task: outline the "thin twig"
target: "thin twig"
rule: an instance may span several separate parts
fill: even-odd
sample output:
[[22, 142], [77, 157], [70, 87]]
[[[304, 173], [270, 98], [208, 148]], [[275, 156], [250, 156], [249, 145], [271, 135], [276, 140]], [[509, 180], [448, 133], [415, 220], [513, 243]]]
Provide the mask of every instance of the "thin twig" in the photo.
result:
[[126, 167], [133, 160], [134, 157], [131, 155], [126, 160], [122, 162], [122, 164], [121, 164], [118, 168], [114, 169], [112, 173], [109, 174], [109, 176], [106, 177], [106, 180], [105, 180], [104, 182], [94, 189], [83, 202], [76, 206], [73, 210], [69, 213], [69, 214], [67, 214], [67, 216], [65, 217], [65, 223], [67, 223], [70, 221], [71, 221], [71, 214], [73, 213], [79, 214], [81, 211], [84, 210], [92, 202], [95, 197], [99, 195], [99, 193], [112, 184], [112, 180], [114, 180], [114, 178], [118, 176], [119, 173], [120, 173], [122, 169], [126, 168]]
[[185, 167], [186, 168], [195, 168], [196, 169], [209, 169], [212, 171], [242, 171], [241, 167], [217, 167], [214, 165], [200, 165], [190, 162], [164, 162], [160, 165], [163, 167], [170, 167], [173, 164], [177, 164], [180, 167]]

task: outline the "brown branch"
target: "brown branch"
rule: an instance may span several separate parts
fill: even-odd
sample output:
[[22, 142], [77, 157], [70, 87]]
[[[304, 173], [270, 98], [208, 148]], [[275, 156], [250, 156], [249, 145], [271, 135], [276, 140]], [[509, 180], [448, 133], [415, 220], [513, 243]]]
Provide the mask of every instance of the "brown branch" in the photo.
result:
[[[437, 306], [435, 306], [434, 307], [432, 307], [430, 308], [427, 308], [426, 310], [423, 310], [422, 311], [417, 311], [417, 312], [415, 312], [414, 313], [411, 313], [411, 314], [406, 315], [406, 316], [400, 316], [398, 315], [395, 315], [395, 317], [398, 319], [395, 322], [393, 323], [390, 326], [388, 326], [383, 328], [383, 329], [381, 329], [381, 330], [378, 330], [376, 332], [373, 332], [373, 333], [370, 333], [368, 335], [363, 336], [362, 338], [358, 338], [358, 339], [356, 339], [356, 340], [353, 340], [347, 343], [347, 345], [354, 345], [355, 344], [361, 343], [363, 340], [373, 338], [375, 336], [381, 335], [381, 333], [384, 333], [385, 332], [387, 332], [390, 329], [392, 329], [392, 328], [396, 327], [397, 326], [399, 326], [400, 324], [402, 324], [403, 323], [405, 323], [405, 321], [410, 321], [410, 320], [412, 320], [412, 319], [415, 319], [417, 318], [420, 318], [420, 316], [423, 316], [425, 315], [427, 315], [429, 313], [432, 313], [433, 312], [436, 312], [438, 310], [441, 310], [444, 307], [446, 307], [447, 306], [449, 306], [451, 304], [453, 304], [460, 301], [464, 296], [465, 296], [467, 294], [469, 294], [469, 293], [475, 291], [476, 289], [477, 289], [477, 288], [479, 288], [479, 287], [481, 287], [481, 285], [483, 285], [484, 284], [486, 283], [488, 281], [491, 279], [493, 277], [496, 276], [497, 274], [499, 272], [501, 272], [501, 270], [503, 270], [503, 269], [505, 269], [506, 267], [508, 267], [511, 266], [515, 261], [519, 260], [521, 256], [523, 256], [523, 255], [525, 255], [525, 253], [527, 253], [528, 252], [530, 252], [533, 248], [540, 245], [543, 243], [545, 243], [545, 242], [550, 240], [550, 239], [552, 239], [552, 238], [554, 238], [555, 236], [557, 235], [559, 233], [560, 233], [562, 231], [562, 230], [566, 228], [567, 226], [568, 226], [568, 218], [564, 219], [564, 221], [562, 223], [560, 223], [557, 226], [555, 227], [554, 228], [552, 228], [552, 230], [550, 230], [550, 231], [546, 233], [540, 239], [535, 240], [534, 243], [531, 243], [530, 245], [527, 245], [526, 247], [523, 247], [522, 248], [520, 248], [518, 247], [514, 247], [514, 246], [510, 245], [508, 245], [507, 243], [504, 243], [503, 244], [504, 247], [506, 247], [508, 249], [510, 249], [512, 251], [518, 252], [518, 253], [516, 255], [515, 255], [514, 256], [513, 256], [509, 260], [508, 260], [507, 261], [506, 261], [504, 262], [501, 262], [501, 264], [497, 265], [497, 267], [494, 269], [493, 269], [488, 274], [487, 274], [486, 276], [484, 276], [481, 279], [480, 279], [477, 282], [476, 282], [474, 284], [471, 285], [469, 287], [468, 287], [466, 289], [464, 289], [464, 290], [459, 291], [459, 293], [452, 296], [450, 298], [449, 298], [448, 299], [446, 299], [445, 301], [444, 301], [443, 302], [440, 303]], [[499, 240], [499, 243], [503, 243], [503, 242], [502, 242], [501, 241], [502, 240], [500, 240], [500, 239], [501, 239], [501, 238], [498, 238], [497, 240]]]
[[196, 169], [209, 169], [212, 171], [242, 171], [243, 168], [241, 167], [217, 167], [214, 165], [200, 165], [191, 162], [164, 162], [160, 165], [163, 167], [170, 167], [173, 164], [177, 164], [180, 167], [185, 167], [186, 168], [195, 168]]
-------
Copy the entries word for word, from their first line through the line that contains "169], [126, 168]]", both ends included.

task: outline the "thin twig"
target: "thin twig"
rule: an instance may span several separate parts
fill: even-odd
sample output:
[[22, 142], [77, 157], [70, 87]]
[[[304, 173], [270, 98], [208, 148]], [[275, 156], [250, 156], [249, 145], [271, 135], [276, 140]], [[509, 180], [448, 133], [415, 220], [513, 243]]]
Provide the mask of every instance of the "thin twig" in the photo.
result:
[[126, 167], [133, 160], [134, 157], [131, 155], [126, 160], [122, 162], [122, 164], [121, 164], [118, 168], [114, 169], [112, 173], [109, 174], [109, 176], [106, 177], [106, 180], [105, 180], [104, 182], [94, 189], [83, 202], [76, 206], [73, 210], [69, 213], [69, 214], [67, 214], [67, 216], [65, 217], [65, 223], [67, 223], [70, 221], [71, 221], [71, 214], [73, 213], [79, 214], [81, 211], [84, 210], [92, 202], [95, 197], [99, 195], [99, 193], [112, 184], [112, 180], [114, 180], [114, 178], [118, 176], [119, 173], [120, 173], [122, 169], [126, 168]]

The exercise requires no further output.